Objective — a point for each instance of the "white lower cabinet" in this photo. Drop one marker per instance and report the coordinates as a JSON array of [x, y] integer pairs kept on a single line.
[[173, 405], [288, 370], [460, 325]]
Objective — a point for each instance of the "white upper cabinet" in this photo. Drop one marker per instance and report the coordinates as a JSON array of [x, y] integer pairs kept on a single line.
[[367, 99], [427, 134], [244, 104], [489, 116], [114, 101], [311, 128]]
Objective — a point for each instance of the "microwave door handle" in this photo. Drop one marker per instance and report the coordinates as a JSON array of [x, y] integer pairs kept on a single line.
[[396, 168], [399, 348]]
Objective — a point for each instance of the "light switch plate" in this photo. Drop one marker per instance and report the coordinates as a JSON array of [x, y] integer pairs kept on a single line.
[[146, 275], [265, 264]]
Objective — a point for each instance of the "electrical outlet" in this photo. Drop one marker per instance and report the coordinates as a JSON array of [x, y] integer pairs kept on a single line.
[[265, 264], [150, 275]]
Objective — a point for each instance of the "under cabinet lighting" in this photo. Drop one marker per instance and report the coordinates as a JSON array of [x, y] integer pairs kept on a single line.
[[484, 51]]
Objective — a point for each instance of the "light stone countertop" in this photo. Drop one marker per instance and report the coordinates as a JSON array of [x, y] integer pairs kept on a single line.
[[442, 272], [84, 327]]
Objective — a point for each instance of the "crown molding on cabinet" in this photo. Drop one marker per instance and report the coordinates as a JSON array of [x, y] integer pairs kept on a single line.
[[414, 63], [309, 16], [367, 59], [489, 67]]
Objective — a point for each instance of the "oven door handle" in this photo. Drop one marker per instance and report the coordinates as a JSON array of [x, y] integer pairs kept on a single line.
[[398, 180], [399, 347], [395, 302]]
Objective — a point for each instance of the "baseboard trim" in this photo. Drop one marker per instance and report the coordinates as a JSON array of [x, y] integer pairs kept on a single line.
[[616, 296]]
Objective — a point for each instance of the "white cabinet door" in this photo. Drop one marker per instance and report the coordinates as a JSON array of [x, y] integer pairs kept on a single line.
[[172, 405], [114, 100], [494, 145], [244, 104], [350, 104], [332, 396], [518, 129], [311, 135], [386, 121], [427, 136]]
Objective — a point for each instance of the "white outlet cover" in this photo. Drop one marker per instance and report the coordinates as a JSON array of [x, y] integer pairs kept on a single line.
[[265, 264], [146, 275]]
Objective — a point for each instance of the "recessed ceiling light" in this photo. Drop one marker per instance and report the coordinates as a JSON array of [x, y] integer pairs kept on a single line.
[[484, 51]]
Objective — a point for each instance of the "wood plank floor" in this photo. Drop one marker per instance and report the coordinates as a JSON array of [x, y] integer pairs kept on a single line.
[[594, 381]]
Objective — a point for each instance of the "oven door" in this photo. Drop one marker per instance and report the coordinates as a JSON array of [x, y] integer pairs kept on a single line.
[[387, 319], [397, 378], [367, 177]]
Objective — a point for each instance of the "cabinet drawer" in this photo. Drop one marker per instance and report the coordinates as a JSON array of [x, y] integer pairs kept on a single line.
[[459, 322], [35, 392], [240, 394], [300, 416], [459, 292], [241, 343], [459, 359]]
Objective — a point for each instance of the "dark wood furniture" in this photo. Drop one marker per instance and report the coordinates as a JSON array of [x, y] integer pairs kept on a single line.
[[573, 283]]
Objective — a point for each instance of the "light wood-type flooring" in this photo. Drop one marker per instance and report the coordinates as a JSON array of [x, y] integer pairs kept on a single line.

**WHAT YOU WILL DO**
Extract every line of the records above that contains the string "oven", matching case exactly.

**OUTPUT**
Objective — a point for each instance of the "oven door handle" in this photo. Drop one marker per instance and report the coordinates as a JSON array of [x, y] integer pairs kept on a single line.
Objective — a point for each instance of the "oven door" in this photo. Drop one marker per instance and report the coordinates as a JSON array of [x, y] integer pairs kept on a single line.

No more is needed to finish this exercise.